Task instructions: Which lines in the records below contain the string "plank"? Report each of them in full, unchanged.
[begin Supplied entries]
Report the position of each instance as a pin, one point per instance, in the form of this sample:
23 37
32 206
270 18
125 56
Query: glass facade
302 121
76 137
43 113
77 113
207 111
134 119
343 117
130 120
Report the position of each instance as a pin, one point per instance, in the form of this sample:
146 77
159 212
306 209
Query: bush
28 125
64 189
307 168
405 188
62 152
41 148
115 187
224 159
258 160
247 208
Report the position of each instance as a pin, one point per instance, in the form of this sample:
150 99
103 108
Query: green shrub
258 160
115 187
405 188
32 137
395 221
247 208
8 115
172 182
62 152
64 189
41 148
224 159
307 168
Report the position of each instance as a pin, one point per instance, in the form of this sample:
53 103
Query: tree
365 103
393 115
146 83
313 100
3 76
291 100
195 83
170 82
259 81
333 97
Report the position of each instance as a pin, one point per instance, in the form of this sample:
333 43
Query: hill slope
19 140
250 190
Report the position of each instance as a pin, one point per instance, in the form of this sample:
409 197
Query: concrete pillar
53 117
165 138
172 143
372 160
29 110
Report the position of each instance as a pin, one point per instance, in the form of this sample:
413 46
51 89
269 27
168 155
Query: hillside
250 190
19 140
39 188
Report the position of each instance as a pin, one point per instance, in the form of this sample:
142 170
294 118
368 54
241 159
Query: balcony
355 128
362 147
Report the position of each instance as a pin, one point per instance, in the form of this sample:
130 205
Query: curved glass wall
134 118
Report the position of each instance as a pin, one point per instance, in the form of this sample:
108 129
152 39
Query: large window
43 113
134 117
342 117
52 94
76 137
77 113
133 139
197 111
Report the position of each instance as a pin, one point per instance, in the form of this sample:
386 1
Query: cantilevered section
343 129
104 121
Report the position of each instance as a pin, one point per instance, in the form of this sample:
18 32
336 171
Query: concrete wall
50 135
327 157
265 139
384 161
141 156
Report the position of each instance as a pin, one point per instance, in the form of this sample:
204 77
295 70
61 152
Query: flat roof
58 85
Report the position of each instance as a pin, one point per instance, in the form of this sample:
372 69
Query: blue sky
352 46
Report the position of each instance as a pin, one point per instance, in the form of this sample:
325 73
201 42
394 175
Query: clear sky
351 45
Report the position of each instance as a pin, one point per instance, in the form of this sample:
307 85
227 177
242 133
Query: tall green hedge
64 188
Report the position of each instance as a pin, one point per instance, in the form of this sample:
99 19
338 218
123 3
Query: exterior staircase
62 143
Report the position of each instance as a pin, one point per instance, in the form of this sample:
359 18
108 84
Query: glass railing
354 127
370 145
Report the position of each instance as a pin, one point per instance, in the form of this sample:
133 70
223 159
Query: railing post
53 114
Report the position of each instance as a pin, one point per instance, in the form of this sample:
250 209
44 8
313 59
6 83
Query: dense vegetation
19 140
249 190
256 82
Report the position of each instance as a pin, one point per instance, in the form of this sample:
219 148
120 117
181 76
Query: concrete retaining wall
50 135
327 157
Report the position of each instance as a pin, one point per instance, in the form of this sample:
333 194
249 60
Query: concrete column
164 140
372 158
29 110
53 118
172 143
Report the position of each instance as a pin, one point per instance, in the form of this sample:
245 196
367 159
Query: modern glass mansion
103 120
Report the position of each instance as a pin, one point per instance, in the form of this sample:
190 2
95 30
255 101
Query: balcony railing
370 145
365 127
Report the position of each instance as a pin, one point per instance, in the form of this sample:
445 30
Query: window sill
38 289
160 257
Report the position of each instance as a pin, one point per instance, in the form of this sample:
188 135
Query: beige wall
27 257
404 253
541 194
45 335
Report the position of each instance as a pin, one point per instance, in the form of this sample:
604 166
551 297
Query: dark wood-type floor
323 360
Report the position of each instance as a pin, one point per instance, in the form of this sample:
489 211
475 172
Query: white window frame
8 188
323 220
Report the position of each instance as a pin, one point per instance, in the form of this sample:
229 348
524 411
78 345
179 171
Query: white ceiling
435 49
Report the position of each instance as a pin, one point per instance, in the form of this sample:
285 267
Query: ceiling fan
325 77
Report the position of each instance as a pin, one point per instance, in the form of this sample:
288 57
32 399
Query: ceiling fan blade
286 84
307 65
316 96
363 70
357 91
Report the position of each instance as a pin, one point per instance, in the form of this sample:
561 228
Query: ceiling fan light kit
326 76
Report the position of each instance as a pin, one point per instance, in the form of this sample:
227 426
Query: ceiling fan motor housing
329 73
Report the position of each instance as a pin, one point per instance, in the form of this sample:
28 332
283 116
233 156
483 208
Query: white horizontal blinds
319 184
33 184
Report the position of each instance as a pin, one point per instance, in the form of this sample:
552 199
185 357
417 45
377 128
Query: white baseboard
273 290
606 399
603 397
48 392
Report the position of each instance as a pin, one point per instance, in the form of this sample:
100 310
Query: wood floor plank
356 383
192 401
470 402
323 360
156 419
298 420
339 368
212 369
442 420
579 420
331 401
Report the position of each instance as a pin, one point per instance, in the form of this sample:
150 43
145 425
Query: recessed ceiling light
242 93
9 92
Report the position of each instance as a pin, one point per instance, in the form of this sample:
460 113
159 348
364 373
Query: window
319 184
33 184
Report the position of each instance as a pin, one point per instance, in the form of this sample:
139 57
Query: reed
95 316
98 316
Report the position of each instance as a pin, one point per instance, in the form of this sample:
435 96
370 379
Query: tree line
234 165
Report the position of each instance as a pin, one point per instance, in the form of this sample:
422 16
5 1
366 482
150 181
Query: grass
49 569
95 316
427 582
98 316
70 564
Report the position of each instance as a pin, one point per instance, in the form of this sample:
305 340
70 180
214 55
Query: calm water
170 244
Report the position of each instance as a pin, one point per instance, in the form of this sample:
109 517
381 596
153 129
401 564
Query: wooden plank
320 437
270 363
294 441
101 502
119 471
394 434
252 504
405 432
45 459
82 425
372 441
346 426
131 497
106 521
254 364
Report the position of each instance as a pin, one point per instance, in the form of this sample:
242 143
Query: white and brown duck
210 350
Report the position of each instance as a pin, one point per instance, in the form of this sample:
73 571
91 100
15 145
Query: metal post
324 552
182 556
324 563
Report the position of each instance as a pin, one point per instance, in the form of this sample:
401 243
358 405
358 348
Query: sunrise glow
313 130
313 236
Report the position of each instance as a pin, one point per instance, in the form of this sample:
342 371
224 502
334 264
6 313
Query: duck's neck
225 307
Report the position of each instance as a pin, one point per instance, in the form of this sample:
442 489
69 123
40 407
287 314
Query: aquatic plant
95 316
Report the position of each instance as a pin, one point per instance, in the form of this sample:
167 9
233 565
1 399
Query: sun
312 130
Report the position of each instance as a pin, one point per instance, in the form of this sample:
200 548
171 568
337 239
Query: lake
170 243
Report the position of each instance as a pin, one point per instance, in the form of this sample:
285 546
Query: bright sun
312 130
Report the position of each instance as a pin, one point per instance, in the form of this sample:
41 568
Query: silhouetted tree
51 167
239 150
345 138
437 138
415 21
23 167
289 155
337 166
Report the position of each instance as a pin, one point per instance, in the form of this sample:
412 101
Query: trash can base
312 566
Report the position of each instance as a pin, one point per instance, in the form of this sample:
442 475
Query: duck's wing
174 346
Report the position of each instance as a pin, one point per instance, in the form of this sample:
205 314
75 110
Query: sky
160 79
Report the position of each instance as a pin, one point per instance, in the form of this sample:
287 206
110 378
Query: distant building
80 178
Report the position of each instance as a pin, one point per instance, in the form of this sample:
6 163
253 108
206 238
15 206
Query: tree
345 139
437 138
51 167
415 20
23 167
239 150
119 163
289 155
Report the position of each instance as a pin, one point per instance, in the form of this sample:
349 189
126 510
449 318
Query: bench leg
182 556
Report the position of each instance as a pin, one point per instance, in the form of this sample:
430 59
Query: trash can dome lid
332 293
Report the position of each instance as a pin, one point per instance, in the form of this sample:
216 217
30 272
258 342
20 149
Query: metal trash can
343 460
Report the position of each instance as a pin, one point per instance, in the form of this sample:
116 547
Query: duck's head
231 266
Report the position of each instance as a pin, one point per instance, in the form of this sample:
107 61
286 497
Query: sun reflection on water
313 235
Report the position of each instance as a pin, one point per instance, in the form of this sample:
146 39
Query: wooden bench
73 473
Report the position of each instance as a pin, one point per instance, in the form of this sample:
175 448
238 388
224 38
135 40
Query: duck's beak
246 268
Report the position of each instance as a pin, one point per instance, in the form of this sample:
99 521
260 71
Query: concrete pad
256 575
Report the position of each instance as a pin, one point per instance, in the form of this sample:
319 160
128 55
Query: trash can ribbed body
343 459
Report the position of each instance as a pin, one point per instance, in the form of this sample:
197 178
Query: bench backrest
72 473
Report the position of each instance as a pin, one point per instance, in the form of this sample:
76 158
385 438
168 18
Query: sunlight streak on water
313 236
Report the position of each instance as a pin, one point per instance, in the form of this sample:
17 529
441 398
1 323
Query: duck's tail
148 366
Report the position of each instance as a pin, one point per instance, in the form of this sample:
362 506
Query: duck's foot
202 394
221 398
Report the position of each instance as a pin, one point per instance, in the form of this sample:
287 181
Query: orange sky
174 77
[end Supplied entries]
Answer to this task:
Query: wood floor plank
Query: wooden plank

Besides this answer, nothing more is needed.